What is needed is an exact copy of the entries below, from the line that contains "bus registration plate?" through the final line, both included, and nothing else.

Task inputs:

########################################

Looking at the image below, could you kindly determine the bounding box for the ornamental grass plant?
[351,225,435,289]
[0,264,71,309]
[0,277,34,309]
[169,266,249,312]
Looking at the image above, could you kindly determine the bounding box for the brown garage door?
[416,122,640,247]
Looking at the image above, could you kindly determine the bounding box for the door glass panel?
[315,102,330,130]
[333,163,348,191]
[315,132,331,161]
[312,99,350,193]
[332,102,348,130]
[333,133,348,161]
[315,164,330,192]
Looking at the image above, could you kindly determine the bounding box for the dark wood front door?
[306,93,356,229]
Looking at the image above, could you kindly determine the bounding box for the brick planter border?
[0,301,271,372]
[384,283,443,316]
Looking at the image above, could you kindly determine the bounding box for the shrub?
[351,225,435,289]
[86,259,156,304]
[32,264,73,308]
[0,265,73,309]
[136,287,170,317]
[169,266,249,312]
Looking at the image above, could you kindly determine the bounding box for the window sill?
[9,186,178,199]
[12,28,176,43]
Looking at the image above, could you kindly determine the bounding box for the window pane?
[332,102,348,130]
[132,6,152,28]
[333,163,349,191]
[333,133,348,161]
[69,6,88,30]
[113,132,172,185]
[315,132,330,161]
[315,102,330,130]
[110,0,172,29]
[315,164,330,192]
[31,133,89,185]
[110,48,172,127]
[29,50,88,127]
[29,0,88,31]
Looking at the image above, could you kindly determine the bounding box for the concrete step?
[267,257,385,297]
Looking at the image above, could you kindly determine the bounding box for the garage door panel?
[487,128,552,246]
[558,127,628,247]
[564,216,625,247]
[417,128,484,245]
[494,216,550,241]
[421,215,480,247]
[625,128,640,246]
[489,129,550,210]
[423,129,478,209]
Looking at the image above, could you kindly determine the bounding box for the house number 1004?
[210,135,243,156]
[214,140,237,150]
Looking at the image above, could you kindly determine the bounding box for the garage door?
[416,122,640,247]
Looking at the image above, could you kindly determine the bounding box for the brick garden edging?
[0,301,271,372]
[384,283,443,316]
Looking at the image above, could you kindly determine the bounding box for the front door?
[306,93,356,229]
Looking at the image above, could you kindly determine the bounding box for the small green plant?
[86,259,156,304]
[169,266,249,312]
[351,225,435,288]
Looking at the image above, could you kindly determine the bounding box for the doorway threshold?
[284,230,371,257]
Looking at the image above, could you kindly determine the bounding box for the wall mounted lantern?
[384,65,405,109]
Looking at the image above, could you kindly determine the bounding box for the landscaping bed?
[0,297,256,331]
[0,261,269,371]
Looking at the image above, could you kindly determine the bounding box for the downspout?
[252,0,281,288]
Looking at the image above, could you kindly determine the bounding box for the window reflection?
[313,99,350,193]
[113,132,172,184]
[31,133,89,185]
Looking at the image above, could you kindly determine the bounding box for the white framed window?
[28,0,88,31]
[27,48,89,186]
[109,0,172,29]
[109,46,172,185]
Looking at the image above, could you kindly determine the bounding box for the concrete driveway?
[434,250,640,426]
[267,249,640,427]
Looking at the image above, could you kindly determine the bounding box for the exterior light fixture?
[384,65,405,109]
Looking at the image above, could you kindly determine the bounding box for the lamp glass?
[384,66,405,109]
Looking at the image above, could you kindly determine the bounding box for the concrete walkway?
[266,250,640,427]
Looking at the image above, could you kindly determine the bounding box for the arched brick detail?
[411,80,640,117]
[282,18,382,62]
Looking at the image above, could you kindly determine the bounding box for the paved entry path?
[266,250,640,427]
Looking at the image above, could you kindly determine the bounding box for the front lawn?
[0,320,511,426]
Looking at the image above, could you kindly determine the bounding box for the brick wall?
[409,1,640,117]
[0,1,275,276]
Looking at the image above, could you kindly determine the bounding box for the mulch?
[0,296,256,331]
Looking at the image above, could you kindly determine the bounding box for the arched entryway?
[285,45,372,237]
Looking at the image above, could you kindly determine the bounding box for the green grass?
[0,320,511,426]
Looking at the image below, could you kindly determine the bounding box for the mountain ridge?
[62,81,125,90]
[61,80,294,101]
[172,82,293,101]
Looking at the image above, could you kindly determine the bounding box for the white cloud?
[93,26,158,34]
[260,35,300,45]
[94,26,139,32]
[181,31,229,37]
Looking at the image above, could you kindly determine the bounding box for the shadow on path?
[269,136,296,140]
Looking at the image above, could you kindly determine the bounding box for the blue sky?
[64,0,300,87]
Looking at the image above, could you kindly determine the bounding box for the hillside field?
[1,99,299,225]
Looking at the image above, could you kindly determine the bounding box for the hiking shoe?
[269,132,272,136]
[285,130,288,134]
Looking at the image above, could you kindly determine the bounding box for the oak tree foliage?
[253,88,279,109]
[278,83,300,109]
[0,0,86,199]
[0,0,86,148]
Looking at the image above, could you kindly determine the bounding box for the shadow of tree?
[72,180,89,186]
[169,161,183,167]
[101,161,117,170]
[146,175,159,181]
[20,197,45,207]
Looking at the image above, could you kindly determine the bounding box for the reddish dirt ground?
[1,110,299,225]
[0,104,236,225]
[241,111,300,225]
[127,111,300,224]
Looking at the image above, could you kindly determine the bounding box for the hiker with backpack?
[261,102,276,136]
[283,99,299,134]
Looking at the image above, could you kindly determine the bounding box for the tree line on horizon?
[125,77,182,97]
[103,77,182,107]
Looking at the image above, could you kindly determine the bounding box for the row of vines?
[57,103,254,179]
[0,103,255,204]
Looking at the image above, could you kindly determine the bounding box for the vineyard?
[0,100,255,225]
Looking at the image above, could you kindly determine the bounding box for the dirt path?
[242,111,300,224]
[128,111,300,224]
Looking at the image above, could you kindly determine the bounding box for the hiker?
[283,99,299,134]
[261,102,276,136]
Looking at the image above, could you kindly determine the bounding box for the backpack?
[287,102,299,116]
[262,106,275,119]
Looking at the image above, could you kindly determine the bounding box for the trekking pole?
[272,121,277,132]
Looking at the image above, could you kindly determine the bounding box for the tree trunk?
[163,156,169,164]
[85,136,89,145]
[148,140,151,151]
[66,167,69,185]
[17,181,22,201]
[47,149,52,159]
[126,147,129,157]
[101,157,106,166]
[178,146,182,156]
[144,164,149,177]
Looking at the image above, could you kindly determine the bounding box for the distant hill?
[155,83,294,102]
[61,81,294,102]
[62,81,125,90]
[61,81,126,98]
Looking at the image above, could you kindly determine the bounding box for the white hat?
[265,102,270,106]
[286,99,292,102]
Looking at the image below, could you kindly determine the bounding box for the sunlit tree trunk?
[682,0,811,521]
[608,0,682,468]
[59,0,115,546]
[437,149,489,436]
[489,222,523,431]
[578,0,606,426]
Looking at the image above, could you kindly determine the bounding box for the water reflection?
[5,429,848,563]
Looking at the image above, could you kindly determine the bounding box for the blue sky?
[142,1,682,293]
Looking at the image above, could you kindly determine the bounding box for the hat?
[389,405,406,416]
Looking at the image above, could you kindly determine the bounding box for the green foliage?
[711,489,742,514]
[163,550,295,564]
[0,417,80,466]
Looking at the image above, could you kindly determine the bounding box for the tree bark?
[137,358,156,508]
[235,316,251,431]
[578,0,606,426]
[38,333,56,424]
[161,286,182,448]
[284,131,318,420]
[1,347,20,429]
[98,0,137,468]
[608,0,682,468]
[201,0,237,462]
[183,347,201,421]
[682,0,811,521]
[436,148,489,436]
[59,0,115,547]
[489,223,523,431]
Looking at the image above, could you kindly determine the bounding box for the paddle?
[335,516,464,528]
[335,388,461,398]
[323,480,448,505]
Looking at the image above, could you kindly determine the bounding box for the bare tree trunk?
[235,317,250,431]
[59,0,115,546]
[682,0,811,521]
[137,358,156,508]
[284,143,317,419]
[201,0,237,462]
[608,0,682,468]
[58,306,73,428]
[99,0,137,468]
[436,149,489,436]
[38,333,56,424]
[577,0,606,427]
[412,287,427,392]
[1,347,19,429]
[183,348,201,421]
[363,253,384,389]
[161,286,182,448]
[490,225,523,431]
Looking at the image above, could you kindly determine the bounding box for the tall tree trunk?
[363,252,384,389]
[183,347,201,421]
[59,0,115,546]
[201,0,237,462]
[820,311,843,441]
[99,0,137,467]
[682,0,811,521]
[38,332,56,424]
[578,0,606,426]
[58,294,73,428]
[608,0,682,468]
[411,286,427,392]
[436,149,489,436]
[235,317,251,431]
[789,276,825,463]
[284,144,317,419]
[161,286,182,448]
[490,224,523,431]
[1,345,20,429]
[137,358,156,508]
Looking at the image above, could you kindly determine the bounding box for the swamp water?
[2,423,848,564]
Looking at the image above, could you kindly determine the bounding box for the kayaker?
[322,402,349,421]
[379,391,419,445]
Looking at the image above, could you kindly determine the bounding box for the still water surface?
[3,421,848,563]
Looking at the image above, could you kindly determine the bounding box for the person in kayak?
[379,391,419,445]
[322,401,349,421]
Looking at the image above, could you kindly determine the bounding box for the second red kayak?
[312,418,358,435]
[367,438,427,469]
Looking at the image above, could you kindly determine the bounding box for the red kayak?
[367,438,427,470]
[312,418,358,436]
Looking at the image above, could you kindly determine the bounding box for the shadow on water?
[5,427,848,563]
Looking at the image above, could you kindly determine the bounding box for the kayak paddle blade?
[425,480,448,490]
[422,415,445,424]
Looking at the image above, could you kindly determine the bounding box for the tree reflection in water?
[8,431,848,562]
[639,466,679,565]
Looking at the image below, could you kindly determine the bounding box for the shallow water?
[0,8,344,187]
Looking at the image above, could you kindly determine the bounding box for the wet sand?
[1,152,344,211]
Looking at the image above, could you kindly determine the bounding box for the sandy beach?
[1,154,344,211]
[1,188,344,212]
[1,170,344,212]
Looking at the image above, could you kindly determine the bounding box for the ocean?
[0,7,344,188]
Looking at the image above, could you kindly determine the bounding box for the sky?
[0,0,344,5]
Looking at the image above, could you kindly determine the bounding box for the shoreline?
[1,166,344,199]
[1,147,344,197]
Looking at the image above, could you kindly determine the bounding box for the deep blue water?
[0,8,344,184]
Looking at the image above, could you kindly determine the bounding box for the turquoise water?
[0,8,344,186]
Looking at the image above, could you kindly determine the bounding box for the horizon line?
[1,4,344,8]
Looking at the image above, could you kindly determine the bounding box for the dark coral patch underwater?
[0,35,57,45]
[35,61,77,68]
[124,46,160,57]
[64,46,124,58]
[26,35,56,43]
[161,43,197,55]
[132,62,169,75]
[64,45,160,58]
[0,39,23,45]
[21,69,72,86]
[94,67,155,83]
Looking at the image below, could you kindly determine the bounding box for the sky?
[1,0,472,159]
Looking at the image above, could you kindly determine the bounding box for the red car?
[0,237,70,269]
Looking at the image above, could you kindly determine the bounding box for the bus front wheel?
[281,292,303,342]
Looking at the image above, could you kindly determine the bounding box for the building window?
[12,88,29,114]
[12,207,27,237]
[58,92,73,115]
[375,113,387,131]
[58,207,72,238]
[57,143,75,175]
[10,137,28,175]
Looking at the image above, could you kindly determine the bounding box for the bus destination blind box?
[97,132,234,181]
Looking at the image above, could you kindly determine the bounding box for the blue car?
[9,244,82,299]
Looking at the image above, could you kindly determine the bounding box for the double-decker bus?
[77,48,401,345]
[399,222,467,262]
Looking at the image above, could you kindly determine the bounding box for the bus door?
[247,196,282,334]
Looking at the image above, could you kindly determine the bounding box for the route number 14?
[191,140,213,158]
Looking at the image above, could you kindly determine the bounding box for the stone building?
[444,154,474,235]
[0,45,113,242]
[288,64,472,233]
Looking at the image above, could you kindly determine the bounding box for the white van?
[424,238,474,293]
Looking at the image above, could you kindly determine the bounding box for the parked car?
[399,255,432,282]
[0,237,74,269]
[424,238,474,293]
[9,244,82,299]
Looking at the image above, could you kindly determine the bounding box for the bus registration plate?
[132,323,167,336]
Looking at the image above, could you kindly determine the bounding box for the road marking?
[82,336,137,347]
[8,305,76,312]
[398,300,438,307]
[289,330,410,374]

########################################

Answer section:
Looking at the image above, could you kindly determine the bounding box for the bus registration plate?
[132,323,167,336]
Looking at the image above, could you kindly determine the bounding box for the road marking?
[82,336,137,347]
[8,305,76,312]
[398,300,438,307]
[289,330,410,374]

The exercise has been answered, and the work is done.